Print every record exactly, but leave out the pictures.

(Dataset entries)
○ ○ ○ ○ ○

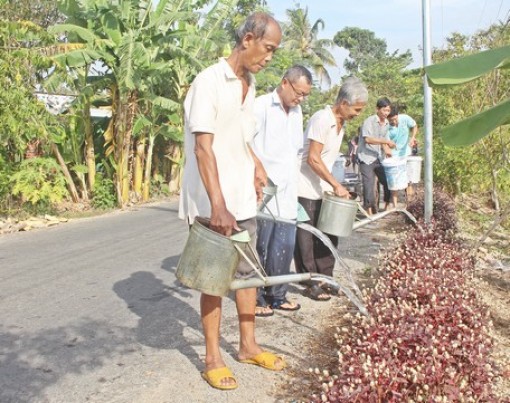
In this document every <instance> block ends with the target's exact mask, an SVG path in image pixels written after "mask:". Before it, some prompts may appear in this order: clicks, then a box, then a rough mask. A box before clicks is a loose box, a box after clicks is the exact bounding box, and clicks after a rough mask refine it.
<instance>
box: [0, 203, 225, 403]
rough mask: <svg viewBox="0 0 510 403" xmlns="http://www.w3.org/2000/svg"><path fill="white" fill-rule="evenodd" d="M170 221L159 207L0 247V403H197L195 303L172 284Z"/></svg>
mask: <svg viewBox="0 0 510 403" xmlns="http://www.w3.org/2000/svg"><path fill="white" fill-rule="evenodd" d="M176 216H177V205H176V202H169V203H161V204H155V205H149V206H145V207H142V208H139V209H137V210H136V211H128V212H118V213H113V214H109V215H106V216H101V217H95V218H91V219H83V220H76V221H72V222H69V223H66V224H63V225H60V226H58V227H54V228H50V229H44V230H38V231H33V232H28V233H16V234H11V235H7V236H3V237H1V238H0V318H1V322H0V402H1V403H6V402H66V403H69V402H85V401H93V402H138V401H154V402H165V401H168V402H189V401H194V400H197V399H195V398H192V397H191V396H188V395H187V392H186V390H187V389H189V388H191V389H192V388H193V386H192V385H193V383H196V382H200V383H203V382H201V381H200V377H199V372H198V371H197V369H201V368H202V364H201V354H203V351H202V347H201V344H202V338H201V333H200V320H199V316H198V313H197V307H198V299H197V293H195V292H190V291H189V290H184V289H182V288H181V287H179V286H178V284H177V282H176V280H175V276H174V271H175V265H176V263H177V261H178V257H179V254H180V252H181V250H182V247H183V244H184V242H185V238H186V234H187V229H186V225H185V224H184V223H183V222H182V221H180V220H178V219H177V217H176ZM227 305H232V304H227ZM227 308H230V309H229V310H228V311H229V312H227V319H228V320H227V324H228V322H229V321H232V318H233V317H234V316H235V315H234V311H233V310H232V309H231V307H230V306H227ZM234 323H235V322H234ZM227 347H228V345H227ZM183 372H184V373H186V372H187V373H191V374H192V375H191V376H188V377H186V376H184V377H179V376H176V374H182V373H183ZM182 382H187V383H185V384H183V383H182ZM158 391H161V392H162V393H163V395H162V394H161V393H159V392H158ZM177 392H179V393H177ZM165 393H168V395H166V396H165V395H164V394H165ZM151 396H152V397H151ZM204 401H205V400H204Z"/></svg>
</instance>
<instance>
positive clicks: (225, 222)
mask: <svg viewBox="0 0 510 403" xmlns="http://www.w3.org/2000/svg"><path fill="white" fill-rule="evenodd" d="M213 139H214V135H213V134H211V133H195V150H194V151H195V156H196V158H197V163H198V171H199V172H200V177H201V178H202V183H203V184H204V187H205V190H206V192H207V196H208V197H209V202H210V203H211V223H210V228H211V229H212V230H213V231H216V232H219V233H220V234H223V235H225V236H230V235H231V234H232V229H236V230H240V229H239V227H238V226H237V222H236V219H235V217H234V216H233V215H232V214H231V213H230V212H229V211H228V210H227V206H226V203H225V199H224V197H223V193H222V192H221V187H220V180H219V176H218V166H217V165H216V156H215V155H214V151H213V149H212V144H213Z"/></svg>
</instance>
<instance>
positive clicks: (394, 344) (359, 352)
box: [312, 225, 496, 402]
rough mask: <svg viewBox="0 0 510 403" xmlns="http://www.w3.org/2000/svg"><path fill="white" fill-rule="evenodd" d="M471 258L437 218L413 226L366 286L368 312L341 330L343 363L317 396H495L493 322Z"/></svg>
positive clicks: (330, 376) (477, 400) (431, 399)
mask: <svg viewBox="0 0 510 403" xmlns="http://www.w3.org/2000/svg"><path fill="white" fill-rule="evenodd" d="M473 264H474V262H473V260H472V259H471V258H469V257H468V254H467V251H466V250H464V248H463V247H462V245H461V244H460V243H459V242H458V241H456V240H455V239H454V238H453V237H451V236H449V234H448V233H445V232H443V231H441V230H437V228H436V227H435V226H434V225H431V226H427V227H422V226H420V227H418V228H417V229H416V230H415V231H414V232H411V233H409V234H408V237H407V238H406V240H405V241H404V242H403V243H402V244H401V245H400V246H399V247H398V248H397V249H396V250H394V251H391V253H390V254H388V255H387V256H386V257H385V258H384V259H383V265H382V272H383V276H382V277H381V278H380V279H379V280H378V282H377V285H376V286H375V288H374V289H373V290H371V291H369V292H368V293H366V298H365V299H366V304H367V309H368V311H369V315H370V316H369V317H362V316H360V315H359V314H358V315H357V316H355V317H350V318H349V320H350V326H347V327H344V328H342V329H338V334H337V335H336V339H337V342H338V346H339V348H338V357H339V360H338V368H337V369H336V371H335V372H334V373H333V374H332V375H330V374H329V373H327V372H326V373H325V374H324V375H323V376H322V377H321V378H320V381H321V382H322V388H323V392H322V394H321V395H320V396H317V395H314V396H313V398H312V401H313V402H321V401H323V402H411V401H413V402H419V401H422V402H475V401H476V402H478V401H483V402H491V401H496V398H495V396H494V394H493V392H492V390H491V384H492V381H493V378H494V377H495V373H496V371H495V369H494V367H493V363H492V362H491V361H490V359H489V352H490V349H491V346H492V339H491V336H490V333H489V328H490V326H491V323H490V320H489V318H488V310H487V309H486V308H485V307H484V306H483V305H482V304H481V302H480V301H479V300H478V299H477V296H476V292H475V290H474V288H473V287H472V285H471V283H470V278H471V273H472V269H473Z"/></svg>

○ ○ ○ ○ ○

*RESULT FOR THIS EXERCISE*
In this document every <instance> block ends with the target's exact mask, an SVG path in image pixels written after "mask:". Before it, some prompts may appear in this order: clicks, then a box, then a rough mask. A box before clicks is a loose box, a box after clicks is the exact bounding box, and clicks after a rough mask refine it.
<instance>
box: [0, 203, 225, 403]
rough mask: <svg viewBox="0 0 510 403" xmlns="http://www.w3.org/2000/svg"><path fill="white" fill-rule="evenodd" d="M170 221L159 207L0 247V403H197L195 303L172 284Z"/></svg>
mask: <svg viewBox="0 0 510 403" xmlns="http://www.w3.org/2000/svg"><path fill="white" fill-rule="evenodd" d="M176 216H177V205H176V202H169V203H161V204H155V205H149V206H145V207H142V208H139V209H137V210H136V211H128V212H118V213H113V214H109V215H106V216H101V217H95V218H91V219H83V220H76V221H72V222H69V223H66V224H63V225H60V226H58V227H54V228H50V229H44V230H38V231H33V232H28V233H16V234H11V235H7V236H3V237H1V238H0V318H1V322H0V402H1V403H6V402H66V403H69V402H85V401H93V402H138V401H154V402H165V401H168V402H189V401H194V400H197V399H195V398H192V397H191V396H188V395H187V392H186V390H187V389H189V388H191V389H192V388H193V386H192V385H193V383H196V382H200V383H203V382H201V381H200V377H199V372H198V371H197V369H201V368H202V364H201V354H203V351H202V347H201V344H202V338H201V333H200V320H199V316H198V313H197V307H198V299H197V293H195V292H190V291H189V290H184V289H182V288H181V287H179V286H178V284H177V282H176V280H175V276H174V271H175V265H176V263H177V261H178V257H179V254H180V252H181V250H182V247H183V244H184V242H185V238H186V234H187V229H186V225H185V224H184V223H183V222H182V221H180V220H178V219H177V217H176ZM227 305H232V304H227ZM227 308H230V309H229V310H228V311H229V312H227V319H228V320H227V324H228V322H229V321H232V318H233V317H234V316H235V315H234V311H233V310H232V309H231V307H230V306H227ZM234 323H235V322H234ZM227 347H228V345H227ZM183 372H184V373H186V372H187V373H191V374H192V375H191V376H188V377H186V376H184V377H179V376H176V374H182V373H183ZM182 382H187V383H185V384H183V383H182ZM158 391H161V392H162V393H163V395H162V394H161V393H159V392H158ZM177 392H179V393H177ZM165 393H168V395H166V396H165V395H164V394H165ZM151 396H152V397H151ZM204 401H205V400H204Z"/></svg>
</instance>
<instance>
positive clicks: (225, 222)
mask: <svg viewBox="0 0 510 403" xmlns="http://www.w3.org/2000/svg"><path fill="white" fill-rule="evenodd" d="M213 139H214V135H213V134H211V133H195V150H194V151H195V156H196V158H197V163H198V171H199V172H200V177H201V178H202V183H203V184H204V187H205V190H206V192H207V196H208V197H209V202H210V203H211V223H210V228H211V229H212V230H213V231H216V232H219V233H220V234H223V235H225V236H230V235H231V234H232V229H236V230H240V229H239V227H238V226H237V222H236V219H235V217H234V216H233V215H232V214H231V213H230V212H229V211H228V210H227V206H226V203H225V199H224V197H223V193H222V192H221V187H220V180H219V176H218V166H217V165H216V156H215V155H214V151H213V149H212V144H213Z"/></svg>
</instance>
<instance>
positive clicks: (394, 344) (359, 352)
box: [312, 225, 496, 402]
rough mask: <svg viewBox="0 0 510 403" xmlns="http://www.w3.org/2000/svg"><path fill="white" fill-rule="evenodd" d="M471 258L437 218L413 226L366 286L368 312L341 330L343 363L317 396H495L493 322Z"/></svg>
positive clicks: (330, 376) (477, 400) (431, 399)
mask: <svg viewBox="0 0 510 403" xmlns="http://www.w3.org/2000/svg"><path fill="white" fill-rule="evenodd" d="M473 264H474V262H473V260H472V259H471V258H469V257H468V254H467V251H466V250H464V248H463V247H462V245H461V244H460V243H459V242H458V241H456V240H455V239H454V238H453V237H451V236H449V234H448V233H445V232H443V231H441V230H437V228H436V227H435V226H434V225H431V226H427V227H422V226H420V227H418V228H417V229H416V230H415V231H414V232H411V233H409V234H408V237H407V238H406V240H405V241H404V242H403V243H402V244H401V245H400V246H399V247H398V248H397V249H396V250H394V251H391V253H390V254H388V255H387V256H386V257H385V258H384V259H383V265H382V272H383V276H382V277H381V278H380V279H379V280H378V282H377V285H376V286H375V288H374V289H373V290H371V291H369V292H368V293H366V298H365V299H366V304H367V309H368V311H369V315H370V316H369V317H362V316H360V315H359V314H358V315H357V316H355V317H350V318H349V320H350V326H347V327H344V328H342V329H338V334H337V335H336V339H337V342H338V346H339V348H338V357H339V360H338V368H337V369H336V371H335V372H334V373H333V374H332V375H330V374H329V373H327V372H326V373H325V374H324V375H323V376H322V377H321V378H320V381H321V382H322V388H323V392H322V394H321V395H320V396H317V395H314V396H313V398H312V401H313V402H321V401H323V402H411V401H413V402H419V401H422V402H475V401H476V402H478V401H483V402H491V401H496V398H495V396H494V394H493V392H492V390H491V384H492V381H493V378H494V377H495V373H496V371H495V369H494V367H493V363H492V362H491V361H490V359H489V352H490V349H491V346H492V339H491V336H490V333H489V328H490V326H491V323H490V320H489V318H488V310H487V309H486V308H485V307H484V306H483V305H482V304H481V302H480V301H479V300H478V299H477V296H476V292H475V290H474V288H473V287H472V285H471V283H470V278H471V273H472V269H473Z"/></svg>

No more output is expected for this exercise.